Our proposals are essentially fivefold. We set the Government the following tests in relation to the Bill. Will the reforms concentrate sufficiently on the three Ps: primary care, prevention and health promotion? There is no evidence that this Bill will do that. Will the Government put in place measures to increase capacity in the NHS? Capacity constrains the ability of the health service to provide patients with what they need. At the top of patients' agenda is not more structural change but functional improvement in capacity.
Will there be adequate decentralisation and democratisation of the commissioning side of the health service? That is where the key decisions are made on what to buy, where it is bought and how much to buy in the internal market that still exists in our health service.

__Set of tasks__
a - Answer these questions from the passage on the NHS Bill:
(i) What are the three Ps?
(ii) What does the passage put at the top of patients' agenda?
(iii) What key decisions does it say are made on the commissioning side of the health service?
b - Carry on the passage on the NHS Bill, picking up after its last sentence.

__Exercise data__
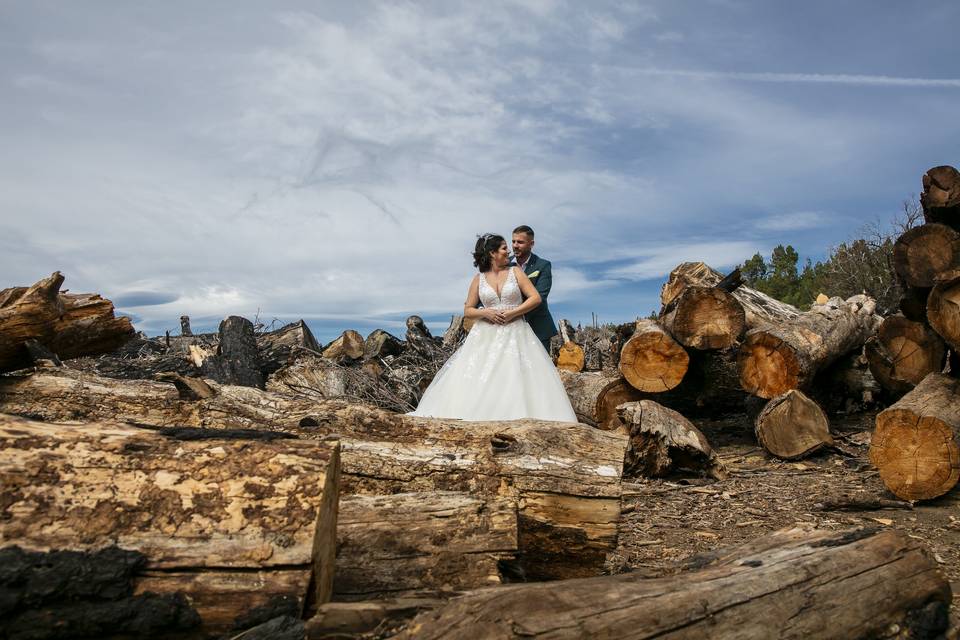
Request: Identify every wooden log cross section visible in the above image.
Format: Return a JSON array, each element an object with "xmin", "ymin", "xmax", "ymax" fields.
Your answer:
[
  {"xmin": 870, "ymin": 373, "xmax": 960, "ymax": 500},
  {"xmin": 737, "ymin": 295, "xmax": 880, "ymax": 399},
  {"xmin": 397, "ymin": 529, "xmax": 951, "ymax": 640},
  {"xmin": 0, "ymin": 369, "xmax": 627, "ymax": 579},
  {"xmin": 0, "ymin": 415, "xmax": 340, "ymax": 637}
]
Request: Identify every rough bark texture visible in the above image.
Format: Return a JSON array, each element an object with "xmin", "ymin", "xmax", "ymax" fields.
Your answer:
[
  {"xmin": 0, "ymin": 271, "xmax": 134, "ymax": 371},
  {"xmin": 617, "ymin": 400, "xmax": 727, "ymax": 480},
  {"xmin": 927, "ymin": 273, "xmax": 960, "ymax": 351},
  {"xmin": 870, "ymin": 373, "xmax": 960, "ymax": 500},
  {"xmin": 660, "ymin": 262, "xmax": 800, "ymax": 329},
  {"xmin": 754, "ymin": 389, "xmax": 833, "ymax": 460},
  {"xmin": 560, "ymin": 371, "xmax": 643, "ymax": 430},
  {"xmin": 257, "ymin": 320, "xmax": 320, "ymax": 376},
  {"xmin": 866, "ymin": 316, "xmax": 947, "ymax": 396},
  {"xmin": 399, "ymin": 529, "xmax": 950, "ymax": 640},
  {"xmin": 333, "ymin": 491, "xmax": 517, "ymax": 601},
  {"xmin": 893, "ymin": 223, "xmax": 960, "ymax": 287},
  {"xmin": 0, "ymin": 416, "xmax": 339, "ymax": 633},
  {"xmin": 738, "ymin": 295, "xmax": 880, "ymax": 398},
  {"xmin": 200, "ymin": 316, "xmax": 263, "ymax": 389},
  {"xmin": 660, "ymin": 285, "xmax": 746, "ymax": 349},
  {"xmin": 920, "ymin": 166, "xmax": 960, "ymax": 231},
  {"xmin": 0, "ymin": 369, "xmax": 629, "ymax": 579},
  {"xmin": 323, "ymin": 329, "xmax": 365, "ymax": 362},
  {"xmin": 619, "ymin": 319, "xmax": 690, "ymax": 393}
]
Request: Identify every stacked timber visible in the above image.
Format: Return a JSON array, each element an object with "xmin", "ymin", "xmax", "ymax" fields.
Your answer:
[
  {"xmin": 870, "ymin": 373, "xmax": 960, "ymax": 500},
  {"xmin": 0, "ymin": 369, "xmax": 627, "ymax": 579},
  {"xmin": 0, "ymin": 415, "xmax": 340, "ymax": 637},
  {"xmin": 399, "ymin": 529, "xmax": 951, "ymax": 640}
]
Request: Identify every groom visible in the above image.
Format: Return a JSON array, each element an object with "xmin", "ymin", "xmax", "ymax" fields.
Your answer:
[{"xmin": 513, "ymin": 224, "xmax": 557, "ymax": 353}]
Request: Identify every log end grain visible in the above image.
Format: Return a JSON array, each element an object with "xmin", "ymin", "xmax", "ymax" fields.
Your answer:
[{"xmin": 737, "ymin": 331, "xmax": 802, "ymax": 399}]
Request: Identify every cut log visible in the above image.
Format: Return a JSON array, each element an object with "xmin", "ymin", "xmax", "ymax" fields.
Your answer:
[
  {"xmin": 45, "ymin": 293, "xmax": 136, "ymax": 360},
  {"xmin": 557, "ymin": 340, "xmax": 586, "ymax": 373},
  {"xmin": 893, "ymin": 223, "xmax": 960, "ymax": 287},
  {"xmin": 0, "ymin": 416, "xmax": 339, "ymax": 633},
  {"xmin": 0, "ymin": 368, "xmax": 633, "ymax": 579},
  {"xmin": 397, "ymin": 529, "xmax": 951, "ymax": 640},
  {"xmin": 200, "ymin": 316, "xmax": 263, "ymax": 389},
  {"xmin": 927, "ymin": 273, "xmax": 960, "ymax": 351},
  {"xmin": 660, "ymin": 262, "xmax": 800, "ymax": 329},
  {"xmin": 754, "ymin": 389, "xmax": 833, "ymax": 460},
  {"xmin": 619, "ymin": 320, "xmax": 690, "ymax": 393},
  {"xmin": 363, "ymin": 329, "xmax": 403, "ymax": 360},
  {"xmin": 870, "ymin": 373, "xmax": 960, "ymax": 500},
  {"xmin": 898, "ymin": 284, "xmax": 930, "ymax": 322},
  {"xmin": 560, "ymin": 371, "xmax": 643, "ymax": 430},
  {"xmin": 866, "ymin": 316, "xmax": 944, "ymax": 395},
  {"xmin": 333, "ymin": 491, "xmax": 517, "ymax": 601},
  {"xmin": 323, "ymin": 329, "xmax": 364, "ymax": 362},
  {"xmin": 617, "ymin": 400, "xmax": 727, "ymax": 480},
  {"xmin": 660, "ymin": 285, "xmax": 746, "ymax": 349},
  {"xmin": 738, "ymin": 295, "xmax": 880, "ymax": 398},
  {"xmin": 257, "ymin": 320, "xmax": 320, "ymax": 376},
  {"xmin": 920, "ymin": 166, "xmax": 960, "ymax": 231}
]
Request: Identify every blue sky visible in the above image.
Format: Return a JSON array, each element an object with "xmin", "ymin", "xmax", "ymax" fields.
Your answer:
[{"xmin": 0, "ymin": 0, "xmax": 960, "ymax": 339}]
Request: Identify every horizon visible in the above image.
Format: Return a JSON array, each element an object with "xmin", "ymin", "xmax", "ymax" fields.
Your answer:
[{"xmin": 0, "ymin": 0, "xmax": 960, "ymax": 342}]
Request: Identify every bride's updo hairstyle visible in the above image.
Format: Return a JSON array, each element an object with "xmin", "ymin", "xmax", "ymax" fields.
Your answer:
[{"xmin": 473, "ymin": 233, "xmax": 506, "ymax": 273}]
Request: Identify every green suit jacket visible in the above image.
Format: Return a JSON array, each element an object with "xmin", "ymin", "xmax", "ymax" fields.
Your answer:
[{"xmin": 523, "ymin": 253, "xmax": 559, "ymax": 341}]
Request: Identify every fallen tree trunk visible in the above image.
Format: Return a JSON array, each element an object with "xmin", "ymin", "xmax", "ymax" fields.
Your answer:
[
  {"xmin": 927, "ymin": 271, "xmax": 960, "ymax": 351},
  {"xmin": 660, "ymin": 285, "xmax": 746, "ymax": 350},
  {"xmin": 0, "ymin": 369, "xmax": 627, "ymax": 579},
  {"xmin": 866, "ymin": 316, "xmax": 947, "ymax": 395},
  {"xmin": 0, "ymin": 416, "xmax": 340, "ymax": 635},
  {"xmin": 560, "ymin": 371, "xmax": 643, "ymax": 430},
  {"xmin": 660, "ymin": 262, "xmax": 800, "ymax": 329},
  {"xmin": 619, "ymin": 319, "xmax": 690, "ymax": 393},
  {"xmin": 870, "ymin": 373, "xmax": 960, "ymax": 500},
  {"xmin": 333, "ymin": 491, "xmax": 517, "ymax": 601},
  {"xmin": 617, "ymin": 400, "xmax": 727, "ymax": 480},
  {"xmin": 737, "ymin": 295, "xmax": 879, "ymax": 398},
  {"xmin": 893, "ymin": 222, "xmax": 960, "ymax": 287},
  {"xmin": 754, "ymin": 389, "xmax": 833, "ymax": 460},
  {"xmin": 920, "ymin": 165, "xmax": 960, "ymax": 231},
  {"xmin": 398, "ymin": 529, "xmax": 950, "ymax": 640}
]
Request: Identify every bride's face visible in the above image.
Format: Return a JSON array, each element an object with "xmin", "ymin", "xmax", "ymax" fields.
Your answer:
[{"xmin": 490, "ymin": 240, "xmax": 510, "ymax": 268}]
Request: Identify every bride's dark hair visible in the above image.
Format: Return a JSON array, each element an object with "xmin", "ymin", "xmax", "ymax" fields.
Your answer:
[{"xmin": 473, "ymin": 233, "xmax": 506, "ymax": 273}]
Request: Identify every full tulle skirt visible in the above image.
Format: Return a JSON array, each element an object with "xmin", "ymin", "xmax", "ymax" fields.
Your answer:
[{"xmin": 409, "ymin": 319, "xmax": 577, "ymax": 422}]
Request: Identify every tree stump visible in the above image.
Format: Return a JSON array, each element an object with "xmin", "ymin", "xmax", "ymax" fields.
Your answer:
[
  {"xmin": 893, "ymin": 222, "xmax": 960, "ymax": 287},
  {"xmin": 660, "ymin": 285, "xmax": 746, "ymax": 350},
  {"xmin": 617, "ymin": 400, "xmax": 727, "ymax": 480},
  {"xmin": 866, "ymin": 316, "xmax": 947, "ymax": 395},
  {"xmin": 754, "ymin": 389, "xmax": 833, "ymax": 460},
  {"xmin": 560, "ymin": 371, "xmax": 643, "ymax": 431},
  {"xmin": 0, "ymin": 416, "xmax": 340, "ymax": 635},
  {"xmin": 927, "ymin": 272, "xmax": 960, "ymax": 351},
  {"xmin": 333, "ymin": 491, "xmax": 517, "ymax": 601},
  {"xmin": 397, "ymin": 529, "xmax": 951, "ymax": 640},
  {"xmin": 200, "ymin": 316, "xmax": 263, "ymax": 389},
  {"xmin": 737, "ymin": 296, "xmax": 880, "ymax": 398},
  {"xmin": 920, "ymin": 166, "xmax": 960, "ymax": 231},
  {"xmin": 619, "ymin": 320, "xmax": 690, "ymax": 393},
  {"xmin": 870, "ymin": 373, "xmax": 960, "ymax": 500}
]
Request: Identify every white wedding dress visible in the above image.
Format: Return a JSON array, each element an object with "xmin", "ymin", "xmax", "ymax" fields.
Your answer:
[{"xmin": 410, "ymin": 268, "xmax": 577, "ymax": 422}]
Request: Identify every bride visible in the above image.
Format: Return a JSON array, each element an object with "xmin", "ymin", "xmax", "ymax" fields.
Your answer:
[{"xmin": 410, "ymin": 233, "xmax": 577, "ymax": 422}]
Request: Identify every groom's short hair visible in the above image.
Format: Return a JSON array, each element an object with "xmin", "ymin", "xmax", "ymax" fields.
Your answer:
[{"xmin": 513, "ymin": 224, "xmax": 533, "ymax": 240}]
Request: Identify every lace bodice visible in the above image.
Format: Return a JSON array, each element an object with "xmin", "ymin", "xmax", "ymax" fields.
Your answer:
[{"xmin": 479, "ymin": 267, "xmax": 523, "ymax": 309}]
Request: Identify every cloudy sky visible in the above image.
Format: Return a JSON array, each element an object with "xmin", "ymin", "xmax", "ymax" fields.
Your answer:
[{"xmin": 0, "ymin": 0, "xmax": 960, "ymax": 339}]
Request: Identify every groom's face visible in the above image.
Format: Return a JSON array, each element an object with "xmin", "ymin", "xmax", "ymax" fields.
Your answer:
[{"xmin": 513, "ymin": 233, "xmax": 533, "ymax": 260}]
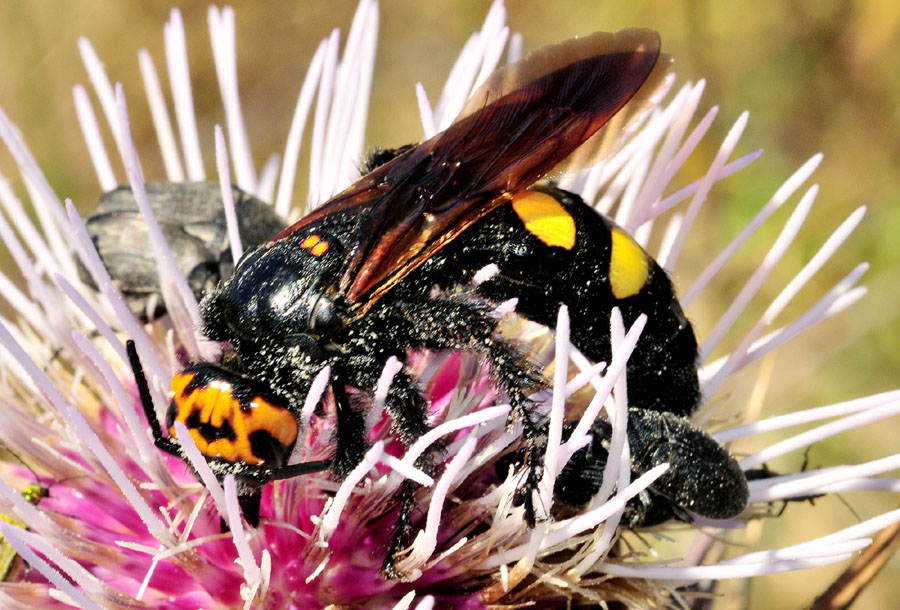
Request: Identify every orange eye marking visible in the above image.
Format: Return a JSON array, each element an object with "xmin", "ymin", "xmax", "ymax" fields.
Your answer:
[
  {"xmin": 300, "ymin": 235, "xmax": 322, "ymax": 250},
  {"xmin": 300, "ymin": 234, "xmax": 329, "ymax": 258},
  {"xmin": 309, "ymin": 241, "xmax": 328, "ymax": 258},
  {"xmin": 169, "ymin": 373, "xmax": 299, "ymax": 466}
]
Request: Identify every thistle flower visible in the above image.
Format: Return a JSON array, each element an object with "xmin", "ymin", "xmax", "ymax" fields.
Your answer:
[{"xmin": 0, "ymin": 0, "xmax": 900, "ymax": 609}]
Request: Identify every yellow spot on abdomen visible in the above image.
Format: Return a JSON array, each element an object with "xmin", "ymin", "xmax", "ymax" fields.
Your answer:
[
  {"xmin": 512, "ymin": 191, "xmax": 575, "ymax": 250},
  {"xmin": 609, "ymin": 227, "xmax": 650, "ymax": 299}
]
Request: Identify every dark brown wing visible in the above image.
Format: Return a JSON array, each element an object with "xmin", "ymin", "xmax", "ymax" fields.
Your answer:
[{"xmin": 276, "ymin": 29, "xmax": 659, "ymax": 315}]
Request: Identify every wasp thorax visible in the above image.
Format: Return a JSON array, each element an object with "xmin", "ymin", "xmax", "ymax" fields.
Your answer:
[{"xmin": 205, "ymin": 234, "xmax": 344, "ymax": 339}]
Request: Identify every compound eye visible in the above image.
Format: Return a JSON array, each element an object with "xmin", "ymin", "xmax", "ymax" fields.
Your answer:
[
  {"xmin": 282, "ymin": 333, "xmax": 325, "ymax": 361},
  {"xmin": 309, "ymin": 297, "xmax": 340, "ymax": 337}
]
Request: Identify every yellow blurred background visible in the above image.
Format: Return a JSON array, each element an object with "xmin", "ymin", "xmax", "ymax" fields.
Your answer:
[{"xmin": 0, "ymin": 0, "xmax": 900, "ymax": 608}]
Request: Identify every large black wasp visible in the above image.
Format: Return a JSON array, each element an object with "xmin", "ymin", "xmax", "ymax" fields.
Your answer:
[{"xmin": 105, "ymin": 29, "xmax": 747, "ymax": 575}]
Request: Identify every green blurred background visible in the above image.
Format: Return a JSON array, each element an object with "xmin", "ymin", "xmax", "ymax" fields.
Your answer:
[{"xmin": 0, "ymin": 0, "xmax": 900, "ymax": 608}]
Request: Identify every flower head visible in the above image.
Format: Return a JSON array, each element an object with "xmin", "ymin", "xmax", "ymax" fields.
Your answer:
[{"xmin": 0, "ymin": 0, "xmax": 900, "ymax": 609}]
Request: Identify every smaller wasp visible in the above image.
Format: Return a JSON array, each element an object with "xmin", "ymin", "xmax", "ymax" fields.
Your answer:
[
  {"xmin": 80, "ymin": 182, "xmax": 285, "ymax": 319},
  {"xmin": 123, "ymin": 29, "xmax": 747, "ymax": 576}
]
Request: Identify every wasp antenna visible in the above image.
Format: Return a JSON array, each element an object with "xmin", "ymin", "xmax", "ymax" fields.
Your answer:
[{"xmin": 125, "ymin": 339, "xmax": 167, "ymax": 448}]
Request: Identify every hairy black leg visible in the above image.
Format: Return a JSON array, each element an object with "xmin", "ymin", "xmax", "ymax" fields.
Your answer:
[
  {"xmin": 125, "ymin": 339, "xmax": 184, "ymax": 458},
  {"xmin": 400, "ymin": 293, "xmax": 546, "ymax": 526},
  {"xmin": 381, "ymin": 479, "xmax": 417, "ymax": 579},
  {"xmin": 349, "ymin": 357, "xmax": 443, "ymax": 579},
  {"xmin": 331, "ymin": 366, "xmax": 366, "ymax": 477}
]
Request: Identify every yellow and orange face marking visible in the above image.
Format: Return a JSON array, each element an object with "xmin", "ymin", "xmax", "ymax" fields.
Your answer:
[
  {"xmin": 169, "ymin": 372, "xmax": 298, "ymax": 466},
  {"xmin": 300, "ymin": 234, "xmax": 329, "ymax": 258},
  {"xmin": 512, "ymin": 191, "xmax": 576, "ymax": 250},
  {"xmin": 609, "ymin": 227, "xmax": 650, "ymax": 299}
]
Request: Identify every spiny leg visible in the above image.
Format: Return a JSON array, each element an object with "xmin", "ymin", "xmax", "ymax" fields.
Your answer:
[
  {"xmin": 401, "ymin": 293, "xmax": 546, "ymax": 527},
  {"xmin": 342, "ymin": 358, "xmax": 434, "ymax": 579}
]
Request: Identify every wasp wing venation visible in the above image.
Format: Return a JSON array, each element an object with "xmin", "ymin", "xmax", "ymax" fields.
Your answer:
[{"xmin": 278, "ymin": 29, "xmax": 659, "ymax": 316}]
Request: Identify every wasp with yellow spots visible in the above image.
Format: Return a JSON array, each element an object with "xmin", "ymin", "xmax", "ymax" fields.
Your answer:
[{"xmin": 126, "ymin": 29, "xmax": 747, "ymax": 574}]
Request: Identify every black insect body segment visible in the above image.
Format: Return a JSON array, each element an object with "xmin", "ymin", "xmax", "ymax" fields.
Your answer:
[
  {"xmin": 553, "ymin": 409, "xmax": 748, "ymax": 528},
  {"xmin": 440, "ymin": 187, "xmax": 700, "ymax": 416},
  {"xmin": 81, "ymin": 182, "xmax": 285, "ymax": 317},
  {"xmin": 131, "ymin": 30, "xmax": 746, "ymax": 560}
]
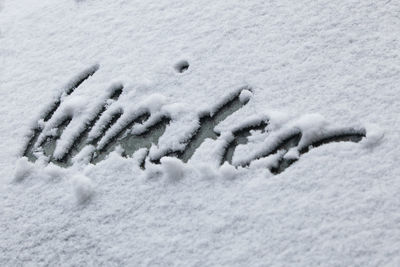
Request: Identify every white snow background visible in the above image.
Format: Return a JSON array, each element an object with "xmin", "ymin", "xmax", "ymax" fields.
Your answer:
[{"xmin": 0, "ymin": 0, "xmax": 400, "ymax": 266}]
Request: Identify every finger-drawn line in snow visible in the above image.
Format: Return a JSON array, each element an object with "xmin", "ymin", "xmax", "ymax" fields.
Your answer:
[{"xmin": 22, "ymin": 65, "xmax": 366, "ymax": 174}]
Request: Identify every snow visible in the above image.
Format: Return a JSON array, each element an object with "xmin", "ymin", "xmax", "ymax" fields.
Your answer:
[
  {"xmin": 71, "ymin": 174, "xmax": 94, "ymax": 204},
  {"xmin": 0, "ymin": 0, "xmax": 400, "ymax": 266}
]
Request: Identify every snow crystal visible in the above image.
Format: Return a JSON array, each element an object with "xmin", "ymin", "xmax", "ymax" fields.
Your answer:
[
  {"xmin": 161, "ymin": 157, "xmax": 185, "ymax": 181},
  {"xmin": 239, "ymin": 90, "xmax": 253, "ymax": 103},
  {"xmin": 71, "ymin": 174, "xmax": 94, "ymax": 204},
  {"xmin": 13, "ymin": 157, "xmax": 34, "ymax": 182}
]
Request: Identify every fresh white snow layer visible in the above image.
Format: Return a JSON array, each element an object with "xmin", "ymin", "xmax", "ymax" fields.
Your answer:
[{"xmin": 0, "ymin": 0, "xmax": 400, "ymax": 266}]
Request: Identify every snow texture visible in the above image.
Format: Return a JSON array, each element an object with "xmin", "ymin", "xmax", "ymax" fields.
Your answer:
[{"xmin": 0, "ymin": 0, "xmax": 400, "ymax": 266}]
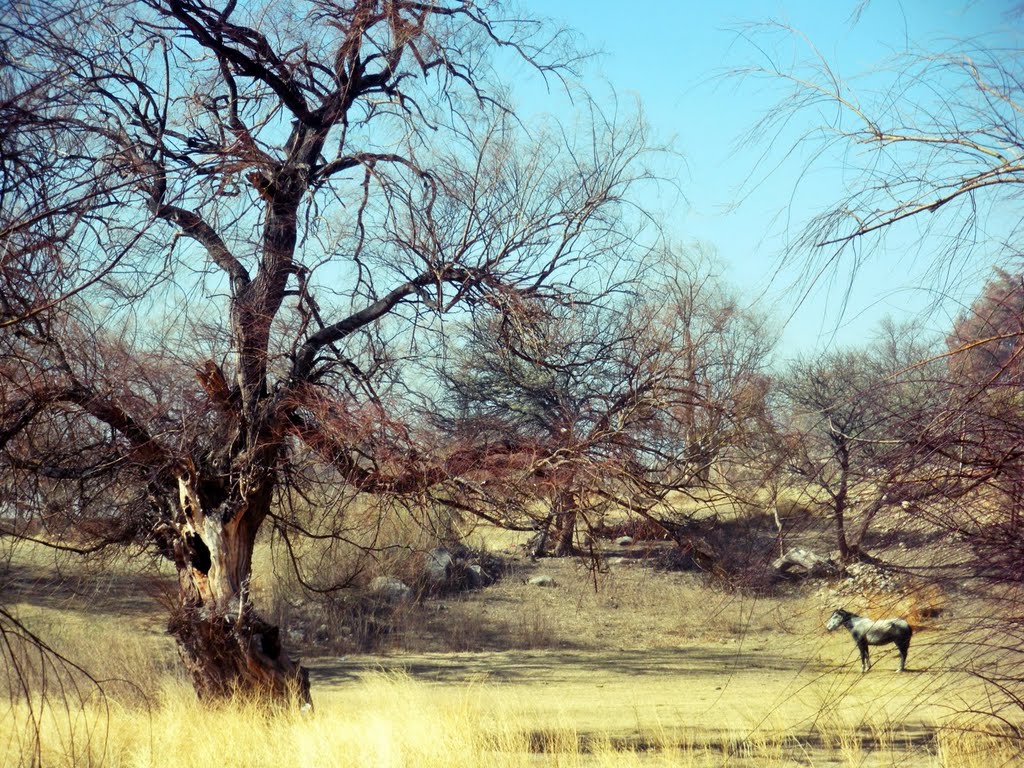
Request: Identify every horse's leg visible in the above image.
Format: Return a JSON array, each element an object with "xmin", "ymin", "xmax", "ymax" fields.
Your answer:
[
  {"xmin": 896, "ymin": 638, "xmax": 910, "ymax": 672},
  {"xmin": 857, "ymin": 638, "xmax": 871, "ymax": 672}
]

__Answers to the tasks__
a -
(i) Primary care, prevention and health promotion.
(ii) Functional improvement in capacity, not more structural change.
(iii) What to buy, where it is bought and how much to buy.

b -
Will we see the end of targets, and of the distortions of resource allocation and clinical priority that go with them? Will we see true freedom for all parts of the health economy, with tax-varying powers locally? There is no sign of that in the Government's measure. Yes, we want to see a mixed market in providers, but without either the false elitism or the beggar-thy-neighbour approach that is inherent in the Government's foundation hospital proposals.